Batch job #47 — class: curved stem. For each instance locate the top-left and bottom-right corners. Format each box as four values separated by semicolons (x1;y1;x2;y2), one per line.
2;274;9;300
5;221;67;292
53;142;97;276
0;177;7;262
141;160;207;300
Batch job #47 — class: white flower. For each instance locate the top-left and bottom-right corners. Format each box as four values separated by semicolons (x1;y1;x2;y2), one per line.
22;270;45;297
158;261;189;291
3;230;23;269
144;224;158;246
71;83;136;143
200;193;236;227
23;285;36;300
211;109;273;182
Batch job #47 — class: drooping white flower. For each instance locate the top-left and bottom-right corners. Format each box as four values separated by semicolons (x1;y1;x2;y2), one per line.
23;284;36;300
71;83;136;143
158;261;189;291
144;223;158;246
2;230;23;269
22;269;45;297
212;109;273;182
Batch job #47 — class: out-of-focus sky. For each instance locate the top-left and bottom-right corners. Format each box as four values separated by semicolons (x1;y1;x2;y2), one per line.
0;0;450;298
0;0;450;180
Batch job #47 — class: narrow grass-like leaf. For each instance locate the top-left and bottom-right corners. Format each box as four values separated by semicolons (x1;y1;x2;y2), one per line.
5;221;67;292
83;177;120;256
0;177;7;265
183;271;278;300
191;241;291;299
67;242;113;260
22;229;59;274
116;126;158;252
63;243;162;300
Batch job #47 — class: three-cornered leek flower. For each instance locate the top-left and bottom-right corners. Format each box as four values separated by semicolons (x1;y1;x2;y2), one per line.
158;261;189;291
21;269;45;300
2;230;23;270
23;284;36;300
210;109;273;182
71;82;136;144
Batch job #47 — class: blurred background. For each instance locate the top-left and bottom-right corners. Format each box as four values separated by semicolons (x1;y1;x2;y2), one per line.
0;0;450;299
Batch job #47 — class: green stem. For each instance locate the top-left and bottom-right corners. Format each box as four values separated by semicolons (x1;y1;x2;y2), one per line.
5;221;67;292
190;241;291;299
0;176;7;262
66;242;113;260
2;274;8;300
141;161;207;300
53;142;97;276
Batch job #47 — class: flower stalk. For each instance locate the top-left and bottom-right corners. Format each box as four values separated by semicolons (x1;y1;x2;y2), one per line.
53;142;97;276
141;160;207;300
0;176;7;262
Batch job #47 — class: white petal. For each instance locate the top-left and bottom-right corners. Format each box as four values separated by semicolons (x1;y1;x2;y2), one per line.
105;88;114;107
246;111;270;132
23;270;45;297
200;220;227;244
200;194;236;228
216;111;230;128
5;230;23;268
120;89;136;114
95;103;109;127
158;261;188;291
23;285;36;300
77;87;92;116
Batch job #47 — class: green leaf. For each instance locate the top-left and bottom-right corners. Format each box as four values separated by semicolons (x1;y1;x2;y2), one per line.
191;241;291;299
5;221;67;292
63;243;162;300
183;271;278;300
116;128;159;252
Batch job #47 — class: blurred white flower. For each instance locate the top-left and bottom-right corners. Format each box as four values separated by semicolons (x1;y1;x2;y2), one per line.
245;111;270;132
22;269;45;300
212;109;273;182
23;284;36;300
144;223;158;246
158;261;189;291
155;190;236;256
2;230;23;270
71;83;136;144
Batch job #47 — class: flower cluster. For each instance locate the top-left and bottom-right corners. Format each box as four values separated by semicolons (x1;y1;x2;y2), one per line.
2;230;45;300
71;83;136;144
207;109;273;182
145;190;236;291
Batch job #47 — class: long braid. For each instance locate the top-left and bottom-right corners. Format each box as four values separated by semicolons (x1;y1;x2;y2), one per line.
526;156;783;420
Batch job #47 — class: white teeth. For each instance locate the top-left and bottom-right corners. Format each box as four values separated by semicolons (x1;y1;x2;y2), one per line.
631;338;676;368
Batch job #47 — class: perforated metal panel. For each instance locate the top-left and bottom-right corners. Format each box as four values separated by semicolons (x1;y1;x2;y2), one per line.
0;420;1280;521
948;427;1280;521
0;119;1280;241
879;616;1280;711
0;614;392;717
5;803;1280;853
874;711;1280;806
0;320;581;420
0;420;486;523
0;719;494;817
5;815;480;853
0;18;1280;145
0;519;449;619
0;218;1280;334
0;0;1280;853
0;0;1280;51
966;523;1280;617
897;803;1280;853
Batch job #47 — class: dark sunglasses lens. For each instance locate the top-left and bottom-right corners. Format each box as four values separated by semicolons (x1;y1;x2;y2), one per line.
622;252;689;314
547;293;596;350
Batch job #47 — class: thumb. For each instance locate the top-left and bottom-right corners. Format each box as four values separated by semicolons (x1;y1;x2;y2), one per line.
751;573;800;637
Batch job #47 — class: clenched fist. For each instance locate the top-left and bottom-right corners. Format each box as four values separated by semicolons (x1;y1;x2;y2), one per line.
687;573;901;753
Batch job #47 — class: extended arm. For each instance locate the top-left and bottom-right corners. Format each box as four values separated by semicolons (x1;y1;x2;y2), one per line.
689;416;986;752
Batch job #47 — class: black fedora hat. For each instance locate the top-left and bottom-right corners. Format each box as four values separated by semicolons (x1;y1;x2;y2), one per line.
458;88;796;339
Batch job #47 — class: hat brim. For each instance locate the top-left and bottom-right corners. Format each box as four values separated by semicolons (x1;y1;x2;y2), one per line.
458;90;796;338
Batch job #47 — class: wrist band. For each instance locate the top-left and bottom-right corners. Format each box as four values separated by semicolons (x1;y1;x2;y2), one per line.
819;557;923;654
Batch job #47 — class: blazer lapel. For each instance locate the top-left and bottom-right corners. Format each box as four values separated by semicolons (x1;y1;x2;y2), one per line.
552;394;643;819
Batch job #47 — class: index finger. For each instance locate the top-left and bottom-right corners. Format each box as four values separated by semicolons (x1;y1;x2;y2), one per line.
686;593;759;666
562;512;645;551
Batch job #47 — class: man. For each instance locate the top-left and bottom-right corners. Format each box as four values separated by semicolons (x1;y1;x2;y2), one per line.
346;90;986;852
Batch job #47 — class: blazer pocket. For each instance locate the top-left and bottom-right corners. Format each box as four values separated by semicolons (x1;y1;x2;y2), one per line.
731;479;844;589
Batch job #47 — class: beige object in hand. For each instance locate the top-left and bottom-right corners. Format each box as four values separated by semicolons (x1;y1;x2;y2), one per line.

■ ■ ■ ■ ■

What you should do »
Convert every item above into a JSON list of strings, with one string for each line and blank lines omitted.

Reply to the exercise »
[
  "Batch job #47 — class: curved stem. For each instance locate the top-left and bottom-right corners. Format each box as four values separated by semicolons (x1;y1;x2;y2), one per line.",
  "2;274;9;300",
  "5;221;67;292",
  "53;142;97;276",
  "0;177;7;262",
  "141;160;207;300",
  "Batch job #47 — class: white flower. For each instance locate the top-left and bottom-right corners. Format each box as four values separated by semicolons (x1;y1;x2;y2), one per line.",
  "22;270;45;297",
  "158;261;189;291",
  "3;230;23;269",
  "144;224;158;246",
  "71;83;136;143",
  "200;193;236;227",
  "23;285;36;300",
  "211;109;273;182",
  "Batch job #47 — class: drooping white flower. For each instance locate the top-left and bottom-right corners. Format each box as four values separated by semicolons (x1;y1;x2;y2), one per line.",
  "23;284;36;300",
  "71;83;136;143",
  "158;261;189;291",
  "144;223;158;246",
  "2;230;23;269",
  "22;269;45;297",
  "212;109;273;182",
  "Batch job #47 — class: out-of-focus sky. For each instance locate the top-left and bottom-right corners. Format each box as four values separated by semicolons (x1;y1;x2;y2), one per line.",
  "0;0;450;298",
  "0;0;450;180",
  "Batch job #47 — class: narrow grass-like leaf. For each instance locate the top-left and bottom-right corners. Format each box as four values separated by semicolons (x1;y1;x2;y2), one per line.",
  "5;221;67;292",
  "83;177;120;256",
  "0;177;7;265",
  "183;271;278;300",
  "191;241;291;299",
  "67;242;113;260",
  "22;229;59;274",
  "116;126;158;252",
  "63;243;162;300",
  "Batch job #47 — class: three-cornered leek flower. For each instance locate the top-left and bottom-right corners. Format each box as four values separated by semicolons (x1;y1;x2;y2), one per line.",
  "158;261;189;291",
  "21;269;45;300",
  "2;230;23;270",
  "23;284;36;300",
  "210;109;273;182",
  "71;82;136;144",
  "Batch job #47 — class: blurred background. For each instance locate the top-left and bottom-right corners. Format each box as four values separated by semicolons (x1;y1;x2;y2), one per line.",
  "0;0;450;299",
  "Batch job #47 — class: green stem. For each instance locate the top-left and bottom-right corners. Format each box as four values separated by semicolons (x1;y1;x2;y2), one per line.",
  "5;221;67;292",
  "190;241;291;299",
  "0;176;7;262",
  "66;242;113;260",
  "2;274;8;300",
  "141;161;207;300",
  "53;142;97;276",
  "Batch job #47 — class: flower stalk. For each instance locate the top-left and bottom-right corners. Format each box as four values separated by semicolons (x1;y1;x2;y2), one per line.",
  "53;142;97;276",
  "141;160;207;300",
  "0;176;7;262",
  "Batch job #47 — class: white petal. For each instance locate the top-left and bottom-right corners. Format each box as four values separated by semicolons (x1;y1;x2;y2), one per line.",
  "105;88;114;107",
  "246;111;270;132",
  "23;270;45;297",
  "200;220;227;244",
  "200;194;236;228",
  "216;111;230;128",
  "5;230;23;268",
  "120;89;136;114",
  "95;103;109;127",
  "158;261;188;291",
  "23;285;36;300",
  "77;87;92;116",
  "Batch job #47 — class: green leaf. For each instance locate the top-left and bottom-right corners. Format each box as four values separated by semicolons (x1;y1;x2;y2), one per line.",
  "191;241;291;299",
  "5;221;67;292",
  "63;243;162;300",
  "183;271;278;300",
  "116;128;159;252",
  "Batch job #47 — class: blurred white flower. For each instance locate the top-left and bottom-right corners. Format each box as four values separated by semicolons (x1;y1;x2;y2), one per line.",
  "245;111;270;132",
  "22;269;45;300",
  "212;109;273;182",
  "23;284;36;300",
  "144;223;158;246",
  "158;261;189;291",
  "155;190;236;256",
  "2;230;23;270",
  "71;83;136;144",
  "Batch job #47 — class: flower cluster. For each instance locate the top-left and bottom-right corners. Format each box as four values separated by semicolons (x1;y1;x2;y2), one per line.",
  "2;230;45;300",
  "71;83;136;144",
  "207;109;273;182",
  "145;190;236;291",
  "Batch job #47 — class: long braid. For each instance locate the top-left and bottom-right corners. Format each box as four values separated by semicolons (x1;y1;x2;y2), one per line.",
  "526;156;783;420",
  "Batch job #47 — class: white teeth. For each instance locate the top-left and bottom-right corners. Format each box as four values separated by semicolons (x1;y1;x2;y2), one per line.",
  "631;338;676;368",
  "Batch job #47 — class: perforated metal panel. For each instance locate the top-left and bottom-right corners. Format each box as four values separated by semicolons (x1;y1;x2;y2), one per line.",
  "0;420;1280;521",
  "948;427;1280;521",
  "0;119;1280;241",
  "879;616;1280;711",
  "0;614;392;717",
  "5;803;1280;853",
  "874;711;1280;806",
  "0;320;581;420",
  "0;420;486;523",
  "0;719;494;817",
  "5;815;480;853",
  "0;18;1280;145",
  "0;519;449;619",
  "0;218;1280;334",
  "0;0;1280;853",
  "0;0;1280;51",
  "966;523;1280;617",
  "897;803;1280;853",
  "Batch job #47 — class: dark sunglasses lens. For each instance locate the top-left and bottom-right corners. Format each box as four values separated by semicolons (x1;y1;x2;y2), one per line.",
  "622;252;689;314",
  "547;293;596;350",
  "Batch job #47 — class: thumb. For each instance locate the top-left and bottom-right corners. Format each box as four values separated by semicolons (x1;y1;x2;y2), one per line.",
  "751;573;800;637",
  "Batch job #47 — class: clenched fist. For each instance locate the top-left and bottom-right corners. Format each box as four values separated by semicolons (x1;y1;x2;y2), one per line.",
  "687;573;901;753",
  "Batch job #47 — class: extended arm. For each instance locate the top-left and bottom-right corners. Format each box as four values separated by semicolons (x1;y1;x2;y2), one per line.",
  "689;416;986;752",
  "Batch job #47 — class: black fedora hat. For each instance locate the top-left and bottom-right corners. Format each box as four values separated by semicolons (x1;y1;x2;y2), one per line.",
  "458;88;796;339",
  "Batch job #47 — class: hat brim. For each instance locate the top-left and bottom-right corners. Format each box as four values separated by semicolons (x1;y1;x2;y2), one per line.",
  "458;90;796;338",
  "Batch job #47 — class: wrist band. For each instance locate the top-left and bottom-right corners. Format each box as four values separated by semicolons (x1;y1;x2;y2), one per line.",
  "819;557;923;654",
  "Batch job #47 — class: blazer lapel. For each instance locate the top-left and bottom-right corners. Format each box as four values separated by semicolons (x1;y1;x2;y2), one per line.",
  "552;394;643;819",
  "Batch job #47 — class: index finger. For each instance locate the top-left and bottom-right corners. Format each box as four values separated by semicolons (x1;y1;x2;y2), one per line.",
  "686;593;759;666",
  "562;512;645;551",
  "Batch job #47 — class: man. For each instance locate the top-left and bottom-right corners. Format each box as four values separated by semicolons (x1;y1;x2;y2), one per line.",
  "346;90;986;852",
  "Batch job #47 — class: blazer pocket. For each instance locate the top-left and bottom-right corners. Format each box as four values separated by semicolons (x1;y1;x2;y2), one per line.",
  "731;479;844;589",
  "Batch job #47 — class: beige object in hand. For each instance locate the top-left and bottom-right corners. Format each box as four values separated by semicolons (x1;y1;x2;y2), one per line."
]